(Point annotation dataset records)
+ + + + +

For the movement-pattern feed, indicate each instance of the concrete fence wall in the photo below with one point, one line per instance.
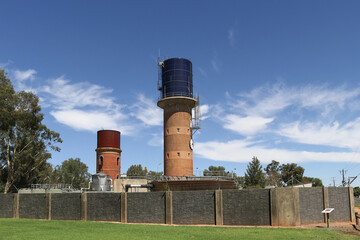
(275, 207)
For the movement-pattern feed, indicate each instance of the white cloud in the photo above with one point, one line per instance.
(89, 120)
(24, 75)
(4, 65)
(346, 136)
(146, 110)
(156, 140)
(266, 101)
(204, 110)
(245, 125)
(65, 95)
(242, 151)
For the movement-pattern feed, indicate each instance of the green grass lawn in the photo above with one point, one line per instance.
(42, 229)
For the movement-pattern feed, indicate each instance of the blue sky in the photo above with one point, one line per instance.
(276, 79)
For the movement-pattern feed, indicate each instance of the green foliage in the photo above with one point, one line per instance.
(273, 177)
(136, 170)
(216, 171)
(154, 173)
(71, 171)
(19, 229)
(254, 176)
(316, 182)
(291, 173)
(25, 142)
(357, 191)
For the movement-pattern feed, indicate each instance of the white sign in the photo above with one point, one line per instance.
(328, 210)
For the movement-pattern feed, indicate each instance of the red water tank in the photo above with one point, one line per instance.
(108, 138)
(108, 153)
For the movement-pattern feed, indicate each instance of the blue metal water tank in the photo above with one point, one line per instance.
(176, 78)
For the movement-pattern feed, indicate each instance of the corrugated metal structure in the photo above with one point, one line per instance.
(101, 182)
(176, 98)
(176, 76)
(108, 153)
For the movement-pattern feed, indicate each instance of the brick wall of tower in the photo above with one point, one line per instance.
(111, 162)
(178, 156)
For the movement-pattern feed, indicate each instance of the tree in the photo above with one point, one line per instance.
(273, 177)
(291, 173)
(216, 171)
(316, 182)
(72, 171)
(25, 142)
(136, 170)
(254, 176)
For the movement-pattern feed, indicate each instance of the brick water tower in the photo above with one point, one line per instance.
(108, 153)
(177, 100)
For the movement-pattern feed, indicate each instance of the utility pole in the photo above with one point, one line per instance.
(351, 180)
(343, 172)
(333, 181)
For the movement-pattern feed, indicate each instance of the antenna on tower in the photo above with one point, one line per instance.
(196, 116)
(160, 67)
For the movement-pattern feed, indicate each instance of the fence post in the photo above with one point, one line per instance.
(84, 206)
(326, 200)
(218, 208)
(168, 206)
(274, 216)
(16, 206)
(351, 202)
(48, 206)
(123, 207)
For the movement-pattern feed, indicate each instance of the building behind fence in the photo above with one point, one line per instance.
(255, 207)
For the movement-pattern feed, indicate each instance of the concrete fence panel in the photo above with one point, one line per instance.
(6, 205)
(66, 206)
(246, 207)
(193, 207)
(146, 207)
(339, 199)
(103, 206)
(32, 206)
(311, 205)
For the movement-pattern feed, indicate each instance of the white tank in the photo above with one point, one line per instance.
(101, 182)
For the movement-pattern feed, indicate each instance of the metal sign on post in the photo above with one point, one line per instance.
(327, 211)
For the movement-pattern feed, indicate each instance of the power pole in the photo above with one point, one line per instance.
(343, 172)
(333, 181)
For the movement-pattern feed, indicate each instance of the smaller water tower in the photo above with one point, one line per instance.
(108, 153)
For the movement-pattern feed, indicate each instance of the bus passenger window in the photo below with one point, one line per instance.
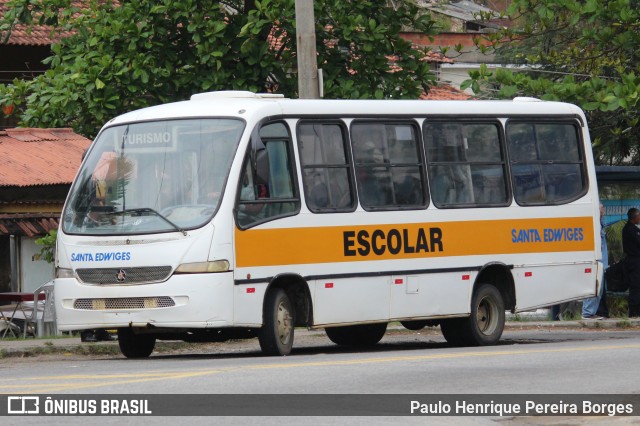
(389, 169)
(260, 201)
(326, 171)
(466, 164)
(546, 162)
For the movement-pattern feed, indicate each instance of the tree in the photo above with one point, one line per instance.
(128, 55)
(579, 51)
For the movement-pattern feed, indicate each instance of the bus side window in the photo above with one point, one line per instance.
(260, 201)
(326, 169)
(546, 162)
(388, 163)
(466, 164)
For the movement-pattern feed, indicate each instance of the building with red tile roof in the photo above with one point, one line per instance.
(37, 167)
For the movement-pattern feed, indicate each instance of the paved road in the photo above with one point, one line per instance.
(532, 360)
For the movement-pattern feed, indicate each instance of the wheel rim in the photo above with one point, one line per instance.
(487, 316)
(284, 323)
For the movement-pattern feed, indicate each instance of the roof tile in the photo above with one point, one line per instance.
(443, 92)
(40, 156)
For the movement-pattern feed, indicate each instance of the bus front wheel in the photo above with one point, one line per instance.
(357, 335)
(485, 324)
(135, 345)
(276, 334)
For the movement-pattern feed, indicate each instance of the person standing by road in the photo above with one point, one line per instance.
(631, 249)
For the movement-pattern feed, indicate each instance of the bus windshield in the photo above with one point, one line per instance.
(160, 176)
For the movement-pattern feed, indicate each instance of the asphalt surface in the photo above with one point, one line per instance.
(24, 347)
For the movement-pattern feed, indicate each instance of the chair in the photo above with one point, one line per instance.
(45, 322)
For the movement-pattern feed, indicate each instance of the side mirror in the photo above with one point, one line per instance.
(259, 159)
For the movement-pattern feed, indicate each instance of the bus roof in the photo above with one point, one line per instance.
(246, 105)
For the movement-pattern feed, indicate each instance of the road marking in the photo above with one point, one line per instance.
(29, 385)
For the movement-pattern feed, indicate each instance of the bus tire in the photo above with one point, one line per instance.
(486, 322)
(276, 334)
(135, 345)
(357, 335)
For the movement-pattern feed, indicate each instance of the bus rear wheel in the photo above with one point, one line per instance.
(357, 335)
(276, 334)
(135, 345)
(485, 324)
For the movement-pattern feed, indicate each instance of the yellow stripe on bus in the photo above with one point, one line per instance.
(286, 246)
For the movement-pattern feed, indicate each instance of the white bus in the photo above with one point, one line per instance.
(236, 214)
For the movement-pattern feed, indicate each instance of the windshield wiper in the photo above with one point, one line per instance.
(150, 210)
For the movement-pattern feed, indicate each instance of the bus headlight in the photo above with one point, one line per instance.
(64, 273)
(203, 267)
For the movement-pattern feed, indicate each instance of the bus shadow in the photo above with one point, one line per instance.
(323, 348)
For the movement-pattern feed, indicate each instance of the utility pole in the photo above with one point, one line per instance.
(308, 87)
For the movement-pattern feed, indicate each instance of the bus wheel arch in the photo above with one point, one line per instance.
(287, 304)
(499, 275)
(493, 292)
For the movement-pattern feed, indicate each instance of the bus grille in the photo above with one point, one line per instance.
(146, 274)
(124, 303)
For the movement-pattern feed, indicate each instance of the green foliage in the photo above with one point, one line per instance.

+ + + + +

=== GIVEN PROBLEM ===
Everything from the line containing "the bus rear" through the final line of the listing, inclusive, must be reproduced exactly; leave out the rest.

=== TASK ANSWER ===
For the movement-pattern feed, indicate each instance of the bus rear wheel in the photo above with one point, one line per instance.
(357, 335)
(276, 334)
(135, 345)
(485, 324)
For the movement-pattern feed, indicate each instance of the yellow stripe on bus in the photo above with one point, one line per instance.
(286, 246)
For the movement-pattern feed, indicate each instance of the white bus in the photo above with one point, one line per instance.
(236, 214)
For the movement-pattern feed, indicate each instance of the windshield wiper in the photo above with one point, one line per instance.
(150, 210)
For the movement-pattern feed, indicate each instance of the bus headlight in the photo above with one point, one line per instance.
(64, 273)
(203, 267)
For the movement-pattern feed, indicate each instance of the bus shadow in the photo above with one point, one line per instance.
(323, 348)
For the movement-pattern feed, indicate each instance of the utility pole in the photo above with one point, one line per instance.
(308, 87)
For the movement-pattern feed, indicate each instance of the bus wheel arch in the photo above with one point, one line per instance.
(287, 304)
(499, 275)
(493, 292)
For the movement-pattern feed, indicate each instance of the bus grille in the photo above with one point, one line per instance.
(146, 274)
(124, 303)
For the movement-pattern feed, indicate each instance of the green foliage in the photo above with one point, one line per instance.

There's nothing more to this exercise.